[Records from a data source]
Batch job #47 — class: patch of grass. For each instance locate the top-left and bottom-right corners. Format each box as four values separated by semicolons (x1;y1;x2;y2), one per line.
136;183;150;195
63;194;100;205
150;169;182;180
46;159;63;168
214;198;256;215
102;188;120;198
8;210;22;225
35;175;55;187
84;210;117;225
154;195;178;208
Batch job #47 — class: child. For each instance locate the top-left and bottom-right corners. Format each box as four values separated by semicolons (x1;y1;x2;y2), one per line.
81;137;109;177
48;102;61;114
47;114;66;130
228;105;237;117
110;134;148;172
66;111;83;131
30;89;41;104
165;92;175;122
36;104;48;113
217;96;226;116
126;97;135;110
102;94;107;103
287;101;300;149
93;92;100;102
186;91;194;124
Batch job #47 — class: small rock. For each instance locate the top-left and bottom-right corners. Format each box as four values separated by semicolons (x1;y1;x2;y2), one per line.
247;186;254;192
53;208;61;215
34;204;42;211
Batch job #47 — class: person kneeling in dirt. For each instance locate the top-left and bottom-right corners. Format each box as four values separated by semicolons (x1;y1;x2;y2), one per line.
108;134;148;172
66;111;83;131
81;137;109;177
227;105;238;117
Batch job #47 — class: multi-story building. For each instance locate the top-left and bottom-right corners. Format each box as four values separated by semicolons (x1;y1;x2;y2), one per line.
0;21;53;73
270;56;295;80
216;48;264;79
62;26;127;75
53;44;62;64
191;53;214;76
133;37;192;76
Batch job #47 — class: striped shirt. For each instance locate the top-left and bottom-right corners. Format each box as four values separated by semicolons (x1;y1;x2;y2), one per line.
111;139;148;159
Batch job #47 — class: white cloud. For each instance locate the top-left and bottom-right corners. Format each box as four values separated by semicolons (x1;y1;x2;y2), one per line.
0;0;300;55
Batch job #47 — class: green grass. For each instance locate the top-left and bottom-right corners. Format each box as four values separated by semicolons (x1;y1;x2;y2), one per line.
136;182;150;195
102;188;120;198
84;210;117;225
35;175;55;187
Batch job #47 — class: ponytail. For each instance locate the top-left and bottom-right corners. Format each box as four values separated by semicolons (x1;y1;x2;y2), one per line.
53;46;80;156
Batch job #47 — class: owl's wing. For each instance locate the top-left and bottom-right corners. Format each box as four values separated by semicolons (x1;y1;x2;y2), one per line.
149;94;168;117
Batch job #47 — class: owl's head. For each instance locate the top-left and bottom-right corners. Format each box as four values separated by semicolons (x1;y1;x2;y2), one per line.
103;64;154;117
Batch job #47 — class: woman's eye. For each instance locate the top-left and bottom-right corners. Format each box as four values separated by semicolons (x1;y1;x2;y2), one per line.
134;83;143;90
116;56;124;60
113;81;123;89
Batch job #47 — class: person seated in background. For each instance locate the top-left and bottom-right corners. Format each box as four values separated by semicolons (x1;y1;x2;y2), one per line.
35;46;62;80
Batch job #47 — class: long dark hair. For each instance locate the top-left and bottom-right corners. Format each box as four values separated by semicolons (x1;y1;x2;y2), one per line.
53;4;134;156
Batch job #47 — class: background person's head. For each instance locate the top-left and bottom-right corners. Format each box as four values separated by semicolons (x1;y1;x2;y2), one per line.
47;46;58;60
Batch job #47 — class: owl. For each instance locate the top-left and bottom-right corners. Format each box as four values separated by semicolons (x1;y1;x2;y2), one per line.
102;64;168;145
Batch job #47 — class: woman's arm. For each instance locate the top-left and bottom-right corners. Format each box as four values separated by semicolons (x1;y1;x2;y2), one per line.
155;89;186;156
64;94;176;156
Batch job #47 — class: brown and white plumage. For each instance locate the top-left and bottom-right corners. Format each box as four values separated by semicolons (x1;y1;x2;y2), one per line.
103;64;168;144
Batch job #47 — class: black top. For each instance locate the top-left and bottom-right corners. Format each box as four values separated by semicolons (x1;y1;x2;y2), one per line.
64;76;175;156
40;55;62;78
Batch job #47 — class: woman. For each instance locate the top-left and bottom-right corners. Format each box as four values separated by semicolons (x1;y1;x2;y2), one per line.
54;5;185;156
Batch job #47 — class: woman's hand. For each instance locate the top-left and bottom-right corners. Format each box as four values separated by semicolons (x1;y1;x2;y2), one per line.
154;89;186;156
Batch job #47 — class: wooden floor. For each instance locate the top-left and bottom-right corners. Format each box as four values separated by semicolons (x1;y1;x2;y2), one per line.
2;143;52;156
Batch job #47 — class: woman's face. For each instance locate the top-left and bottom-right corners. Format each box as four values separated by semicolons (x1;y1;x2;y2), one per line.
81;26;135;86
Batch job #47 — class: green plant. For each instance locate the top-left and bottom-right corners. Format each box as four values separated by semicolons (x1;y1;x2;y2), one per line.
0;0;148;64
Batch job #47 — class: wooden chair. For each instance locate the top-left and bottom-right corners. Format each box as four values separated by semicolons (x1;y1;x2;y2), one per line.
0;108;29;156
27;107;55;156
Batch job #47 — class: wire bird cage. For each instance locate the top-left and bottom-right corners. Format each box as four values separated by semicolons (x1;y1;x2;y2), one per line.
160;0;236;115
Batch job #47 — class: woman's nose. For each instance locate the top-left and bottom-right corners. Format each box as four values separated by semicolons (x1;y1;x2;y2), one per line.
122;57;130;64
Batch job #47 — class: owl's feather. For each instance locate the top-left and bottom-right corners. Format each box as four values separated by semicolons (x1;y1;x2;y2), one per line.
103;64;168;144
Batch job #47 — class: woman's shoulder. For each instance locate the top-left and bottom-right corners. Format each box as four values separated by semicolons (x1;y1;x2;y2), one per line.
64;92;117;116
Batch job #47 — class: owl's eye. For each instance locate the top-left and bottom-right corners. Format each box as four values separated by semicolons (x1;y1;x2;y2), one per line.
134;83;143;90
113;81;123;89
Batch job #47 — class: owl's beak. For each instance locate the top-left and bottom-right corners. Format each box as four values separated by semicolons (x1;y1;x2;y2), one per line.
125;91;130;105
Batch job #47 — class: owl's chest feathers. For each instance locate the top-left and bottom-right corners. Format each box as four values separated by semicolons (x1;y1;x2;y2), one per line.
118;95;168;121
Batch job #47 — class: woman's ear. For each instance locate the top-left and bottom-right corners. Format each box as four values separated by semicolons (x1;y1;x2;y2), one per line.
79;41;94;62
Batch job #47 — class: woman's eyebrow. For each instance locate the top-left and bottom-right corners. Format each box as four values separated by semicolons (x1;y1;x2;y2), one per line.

TASK OBJECTIVE:
Change "top-left and bottom-right corners" to "upper-left and lower-right corners" everywhere it occurs in the entries above, and leave the rest of the text as it is.

EXERCISE RESPONSE:
Batch job #47 — class: patch of grass. For each instance locate the upper-left and lower-right corners. Format each box as four values separated by semicolons (x1;y1;x2;y2), one per line.
136;183;150;195
63;194;100;205
150;169;182;180
46;159;63;168
214;198;256;215
102;188;120;198
8;210;22;225
35;175;55;187
84;210;117;225
154;195;178;208
Batch job #47 — class: child. For each instance locate the upper-left and lower-right corners. Format each box as four values separated by semicolons (x1;y1;x2;y2), one per line.
81;137;109;177
48;102;61;114
47;114;66;130
228;105;237;117
110;134;148;172
66;111;83;131
30;89;41;104
165;92;175;122
36;104;48;113
217;96;226;116
126;97;135;110
102;94;107;103
287;101;300;149
93;92;100;102
186;91;194;124
Batch job #47 — class: small rock. For each instance locate the upper-left and lower-right corners. Format each box as four values separated by semicolons (x1;y1;x2;y2), one per line.
247;186;254;192
53;208;61;215
34;204;42;211
Batch job #47 — class: person kneeling in dirt. For each instance locate the upper-left and lower-right corners. Format each box as four values separated by semicolons (x1;y1;x2;y2), one per line.
108;134;148;172
66;111;83;131
81;137;109;177
227;105;238;117
Batch job #47 — class: multi-story building. For each instance locate the upper-left and lower-right corners. Format each box as four values separated by semicolons (x1;y1;x2;y2), one per line.
0;21;53;73
270;56;295;80
216;48;264;79
62;26;127;75
53;44;62;64
191;53;214;76
133;37;192;76
Batch job #47 — class: striped shirt. For each instance locate the upper-left and lower-right corners. Format each box as four values separated by semicolons (x1;y1;x2;y2), one per line.
111;139;148;159
Batch job #47 — class: white cloud. For each instance locate the upper-left and lower-right corners. Format each box as four values separated by semicolons (x1;y1;x2;y2), one per line.
0;0;300;55
Batch job #47 — class: green grass. For each instance locate the upper-left and lower-right corners. Format each box as four values separated by semicolons (x1;y1;x2;y2), one per line.
136;182;150;195
102;188;120;198
84;210;117;225
35;175;55;187
Batch job #47 — class: ponytail. For each instance locate the upper-left and lower-right corners. Format each box as four values separated by semicolons (x1;y1;x2;y2), one per line.
53;46;80;156
Batch job #47 — class: owl's wing. For each instance locate the upper-left and lower-right corners. Format each box as four values separated by semicolons (x1;y1;x2;y2), one per line.
149;94;168;117
Batch job #47 — class: owl's head. For each instance locate the upper-left and lower-right corners. Format each box as four values separated by semicolons (x1;y1;x2;y2), one per line.
103;64;154;117
Batch job #47 — class: woman's eye. For each instance locate the upper-left and lower-right corners. Format each box as four values separated by semicolons (x1;y1;x2;y2), one per line.
134;83;143;90
116;56;124;60
113;81;123;89
Batch job #47 — class: person seated in background. For each instance locate the upper-left and lower-right corners. Format each box as four values separated by semicolons (x1;y1;x2;y2), one per line.
35;46;62;80
Batch job #47 — class: long dark hair. For each instance locate the upper-left and lower-right corners. Format each box as four values separated by semicolons (x1;y1;x2;y2), one per line.
53;4;134;156
Batch job #47 — class: background person's head. For each instance locate the upper-left and lower-right corners. Format each box as four values separated by semicolons (x1;y1;x2;y2), one per line.
47;46;58;60
Batch job #47 — class: owl. For each instance locate the upper-left and lower-right corners. Format each box as four values separated by semicolons (x1;y1;x2;y2), one per line.
102;64;168;145
Batch job #47 — class: woman's arm. For each instance locate the upper-left and lower-right corners. Format each box as four values separated by semicolons (x1;y1;x2;y2), one per line.
155;89;186;156
64;94;176;156
Batch job #47 — class: brown and white plumage. For each instance locate the upper-left and lower-right corners. Format each box as four values separated by semicolons (x1;y1;x2;y2), one per line.
103;64;168;144
Batch job #47 — class: black top. For each instance locate the upper-left and lower-right corners. Format each box as four values separated by semicolons (x1;y1;x2;y2), one per line.
64;76;175;156
40;55;62;78
Batch job #47 — class: woman. For each instance locate the upper-left and lower-right corners. Format each box as four values separated by semicolons (x1;y1;x2;y2), one per line.
54;5;185;156
Batch job #47 — class: woman's hand. For each instance locate the upper-left and lower-right corners. Format each box as four values separated by semicolons (x1;y1;x2;y2), one per line.
154;89;186;156
Batch job #47 — class: wooden floor. For each instance locate the upper-left and lower-right corners. Format each box as four values separated by semicolons (x1;y1;x2;y2), one per line.
2;143;52;156
Batch job #47 — class: woman's face. For each instance locate the upper-left and lower-right corners. Format each box as four values separated by semicolons (x1;y1;x2;y2), one per line.
81;26;135;86
Batch job #47 — class: green plant. For each instance locate the upper-left and lower-right corners. Format each box as four values separated by semicolons (x1;y1;x2;y2), one per line.
0;0;148;64
Batch job #47 — class: wooden chair. For each instance locate the upper-left and lower-right corners. Format each box as four values separated by semicolons (x1;y1;x2;y2), one per line.
0;108;29;156
27;107;55;156
Batch job #47 — class: wire bird cage. For each instance locate the upper-left and lower-right corners. Format each box as four values separated by semicolons (x1;y1;x2;y2), one per line.
160;0;236;115
Batch job #47 — class: woman's nose. For each instance locate the upper-left and lower-right corners. Format each box as four values separated by semicolons (x1;y1;x2;y2), one per line.
122;57;130;64
Batch job #47 — class: owl's feather. For each instance locate the upper-left and lower-right corners. Format each box as four values separated by semicolons (x1;y1;x2;y2), one per line.
103;64;168;144
Batch job #47 — class: woman's shoulder. For each instance locate the upper-left and lower-right corners. Format each box as four values separated by semicolons (x1;y1;x2;y2), one per line.
64;92;117;116
Batch job #47 — class: owl's eye. For each instance locate the upper-left and lower-right corners. Format each box as four values separated by semicolons (x1;y1;x2;y2), one per line.
134;83;143;90
113;81;123;89
Batch job #47 — class: owl's beak. For each instance locate the upper-left and lower-right corners. Format each box as four values separated by semicolons (x1;y1;x2;y2), one per line.
125;91;130;105
Batch job #47 — class: owl's chest feathers. For each instance locate the upper-left and lower-right corners. Format each box as four values separated by semicolons (x1;y1;x2;y2), one per line.
118;95;168;121
Batch job #47 — class: woman's ear. For each instance locate the upper-left and lower-right corners. Format each box as four values separated by semicolons (x1;y1;x2;y2), one per line.
79;41;94;62
Batch job #47 — class: woman's eyebrow. For each instance locate the upper-left and lower-right corners. Format each box as four values separated by semicolons (x1;y1;x2;y2), one per line.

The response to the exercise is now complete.